原文节选:
BZOJ 3514: Codechef MARCH14 GERALD07加强版( LCT + 主席树 )

从左到右加边, 假如+的边e形成环, 那么记下这个环上最早加入的边_e, 当且仅当询问区间的左端点> _e加入的时间, e对答案有贡献(脑补一下). 然后一开始是N个连通块, 假如有x条边有贡献, 答案就是N-x. 用LCT维护加边, 可持久化线段树维护询问. O(NlogN)

------------------------------------------------------------------------------------

#include<cstdio>

#include<cctype>

#include<cstring>

#include<algorithm>

 

using namespace std;

 

const int maxn = 200009;

 

int N, M, Q, typ;

int ntr[maxn], par[maxn], sm[maxn], buf[16];

 

inline int getint() {

char c = getchar();

for(; !isdigit(c); c = getchar());

int ret = 0;

for(; isdigit(c); c = getchar())

ret = ret * 10 + c - '0';

return ret;

}

 

inline void putint(int x) {

if(!x) {

puts("0"); return;

}

int n = 0;

for(; x; x /= 10)

buf[n++] = x % 10;

while(n--)

练习任务:
1) 原文节选中用什么来维护加边？
2) 照原样重写条目中的这些行：从条目的第一行开始，到包含"[[27, 131], [99, 100], [84, 68], [22, 105]]"的那一行结束，首尾两行都包括在内。

图像分割条目:

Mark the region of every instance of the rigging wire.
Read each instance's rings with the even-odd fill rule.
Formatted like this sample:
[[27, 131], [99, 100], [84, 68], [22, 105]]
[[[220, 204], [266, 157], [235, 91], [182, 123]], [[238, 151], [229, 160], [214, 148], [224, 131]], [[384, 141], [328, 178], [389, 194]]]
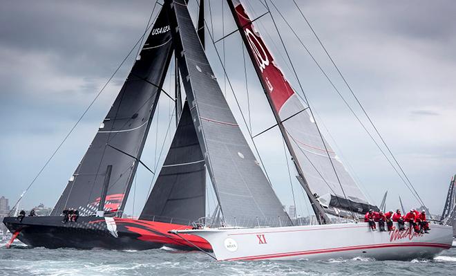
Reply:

练习答案:
1) 用LCT维护加边。

2)
Mark the region of every instance of the rigging wire.
Read each instance's rings with the even-odd fill rule.
Formatted like this sample:
[[27, 131], [99, 100], [84, 68], [22, 105]]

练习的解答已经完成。